[[ TASK INPUTS open ]]

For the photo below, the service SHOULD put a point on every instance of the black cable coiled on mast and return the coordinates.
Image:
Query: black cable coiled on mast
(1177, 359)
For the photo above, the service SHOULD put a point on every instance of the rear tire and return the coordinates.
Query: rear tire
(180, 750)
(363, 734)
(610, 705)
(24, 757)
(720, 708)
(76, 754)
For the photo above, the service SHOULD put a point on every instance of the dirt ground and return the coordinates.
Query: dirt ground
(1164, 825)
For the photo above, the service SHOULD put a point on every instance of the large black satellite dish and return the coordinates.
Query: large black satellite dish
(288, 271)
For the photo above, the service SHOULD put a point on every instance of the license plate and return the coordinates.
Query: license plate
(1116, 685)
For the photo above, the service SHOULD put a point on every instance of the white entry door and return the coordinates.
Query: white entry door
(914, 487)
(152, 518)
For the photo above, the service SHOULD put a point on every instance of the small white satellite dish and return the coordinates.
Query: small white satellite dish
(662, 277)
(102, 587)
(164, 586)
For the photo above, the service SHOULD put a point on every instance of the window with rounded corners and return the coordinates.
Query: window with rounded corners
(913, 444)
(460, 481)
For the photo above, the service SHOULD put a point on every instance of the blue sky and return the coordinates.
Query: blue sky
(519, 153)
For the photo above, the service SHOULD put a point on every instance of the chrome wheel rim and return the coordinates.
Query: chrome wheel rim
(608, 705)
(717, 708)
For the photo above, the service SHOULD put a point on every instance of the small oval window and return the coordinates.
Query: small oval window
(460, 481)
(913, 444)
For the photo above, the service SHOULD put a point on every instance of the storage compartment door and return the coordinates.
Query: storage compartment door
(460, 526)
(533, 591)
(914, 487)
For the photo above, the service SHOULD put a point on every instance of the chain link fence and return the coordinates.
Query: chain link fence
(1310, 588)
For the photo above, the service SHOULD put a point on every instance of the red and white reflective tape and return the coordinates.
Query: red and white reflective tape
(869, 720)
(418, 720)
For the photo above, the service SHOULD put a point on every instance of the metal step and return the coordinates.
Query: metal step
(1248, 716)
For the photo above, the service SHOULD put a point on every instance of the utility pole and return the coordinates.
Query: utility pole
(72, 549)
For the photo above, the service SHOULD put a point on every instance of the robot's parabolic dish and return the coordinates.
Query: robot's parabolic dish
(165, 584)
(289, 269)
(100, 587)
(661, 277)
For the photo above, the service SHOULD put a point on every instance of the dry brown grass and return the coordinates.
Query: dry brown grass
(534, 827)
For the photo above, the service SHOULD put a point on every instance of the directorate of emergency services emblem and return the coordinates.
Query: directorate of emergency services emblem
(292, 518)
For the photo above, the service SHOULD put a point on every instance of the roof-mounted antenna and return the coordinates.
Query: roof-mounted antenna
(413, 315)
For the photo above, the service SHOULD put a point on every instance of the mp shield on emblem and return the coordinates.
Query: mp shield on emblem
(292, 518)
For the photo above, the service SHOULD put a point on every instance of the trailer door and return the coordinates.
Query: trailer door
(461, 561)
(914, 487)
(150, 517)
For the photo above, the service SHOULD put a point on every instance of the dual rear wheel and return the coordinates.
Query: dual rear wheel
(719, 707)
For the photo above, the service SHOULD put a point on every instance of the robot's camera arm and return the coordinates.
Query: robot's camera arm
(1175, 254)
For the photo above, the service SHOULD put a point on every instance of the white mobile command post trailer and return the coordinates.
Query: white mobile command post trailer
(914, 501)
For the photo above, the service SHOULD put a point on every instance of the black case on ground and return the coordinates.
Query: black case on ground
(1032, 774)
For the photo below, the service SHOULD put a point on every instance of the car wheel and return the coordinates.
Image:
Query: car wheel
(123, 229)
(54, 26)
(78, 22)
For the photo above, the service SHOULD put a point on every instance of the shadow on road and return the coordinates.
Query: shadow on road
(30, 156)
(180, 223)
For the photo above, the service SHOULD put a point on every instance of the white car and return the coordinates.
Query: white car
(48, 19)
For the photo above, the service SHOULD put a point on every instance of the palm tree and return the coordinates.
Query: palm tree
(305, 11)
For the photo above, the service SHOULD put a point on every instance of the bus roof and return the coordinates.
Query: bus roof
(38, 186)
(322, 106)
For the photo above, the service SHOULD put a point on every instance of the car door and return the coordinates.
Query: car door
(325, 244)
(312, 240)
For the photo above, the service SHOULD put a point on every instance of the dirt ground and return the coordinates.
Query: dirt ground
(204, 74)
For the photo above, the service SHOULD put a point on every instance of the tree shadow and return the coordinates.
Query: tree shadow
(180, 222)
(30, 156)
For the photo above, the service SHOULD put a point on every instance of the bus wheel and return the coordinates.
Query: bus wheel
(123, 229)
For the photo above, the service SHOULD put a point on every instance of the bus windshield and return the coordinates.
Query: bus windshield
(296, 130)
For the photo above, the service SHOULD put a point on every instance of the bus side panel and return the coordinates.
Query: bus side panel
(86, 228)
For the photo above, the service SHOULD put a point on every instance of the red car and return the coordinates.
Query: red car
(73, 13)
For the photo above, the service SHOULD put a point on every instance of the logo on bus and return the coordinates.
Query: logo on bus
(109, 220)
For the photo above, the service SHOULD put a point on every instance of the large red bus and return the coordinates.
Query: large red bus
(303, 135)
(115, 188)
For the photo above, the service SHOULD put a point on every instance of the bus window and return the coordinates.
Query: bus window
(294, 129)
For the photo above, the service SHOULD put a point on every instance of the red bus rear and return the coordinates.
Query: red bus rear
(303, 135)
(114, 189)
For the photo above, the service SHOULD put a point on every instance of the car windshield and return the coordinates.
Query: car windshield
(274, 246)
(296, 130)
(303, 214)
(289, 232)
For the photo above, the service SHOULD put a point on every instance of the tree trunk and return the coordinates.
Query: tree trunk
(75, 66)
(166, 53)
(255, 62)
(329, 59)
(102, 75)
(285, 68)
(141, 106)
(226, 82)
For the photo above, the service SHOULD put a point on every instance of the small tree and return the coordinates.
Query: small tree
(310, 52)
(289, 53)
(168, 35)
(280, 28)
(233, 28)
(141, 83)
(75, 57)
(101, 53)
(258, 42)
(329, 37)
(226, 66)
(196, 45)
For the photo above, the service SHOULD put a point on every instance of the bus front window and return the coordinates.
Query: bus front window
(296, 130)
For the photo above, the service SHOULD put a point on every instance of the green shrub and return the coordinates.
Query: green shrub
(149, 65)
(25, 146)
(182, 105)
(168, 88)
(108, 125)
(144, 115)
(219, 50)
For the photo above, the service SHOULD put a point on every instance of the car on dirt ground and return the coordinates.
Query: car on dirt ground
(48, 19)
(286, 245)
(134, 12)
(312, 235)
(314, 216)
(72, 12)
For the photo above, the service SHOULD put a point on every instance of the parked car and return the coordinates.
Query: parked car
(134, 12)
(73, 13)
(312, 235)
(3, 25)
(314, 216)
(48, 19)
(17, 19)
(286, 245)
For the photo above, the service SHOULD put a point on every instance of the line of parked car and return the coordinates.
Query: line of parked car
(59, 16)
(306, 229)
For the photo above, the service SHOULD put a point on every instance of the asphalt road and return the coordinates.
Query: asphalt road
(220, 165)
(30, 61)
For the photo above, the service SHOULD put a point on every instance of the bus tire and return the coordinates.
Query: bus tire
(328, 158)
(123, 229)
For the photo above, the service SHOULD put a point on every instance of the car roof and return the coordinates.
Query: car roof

[[ TASK INPUTS closed ]]

# [WHAT THE TASK REQUIRES]
Provide the count of lines in the records above that hold the word "below", with no other text.

# [SOLVED EXERCISE]
2